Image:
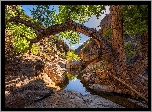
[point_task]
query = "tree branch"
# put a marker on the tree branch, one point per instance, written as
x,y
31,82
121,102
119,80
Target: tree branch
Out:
x,y
103,44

[REQUIREMENTS]: Arrange every line of the rows above as a numbered list, skipping any blank lines. Leave the pictures out of your answer.

[OUTPUT FOR THIS TASK]:
1. Image:
2. [point_task]
3. query = "tree branch"
4. # put a marker on the tree branch, one point per instance, written as
5. x,y
6. 31,82
7. 121,102
8. 119,80
9. Target: tree branch
10. Out:
11. x,y
12. 103,44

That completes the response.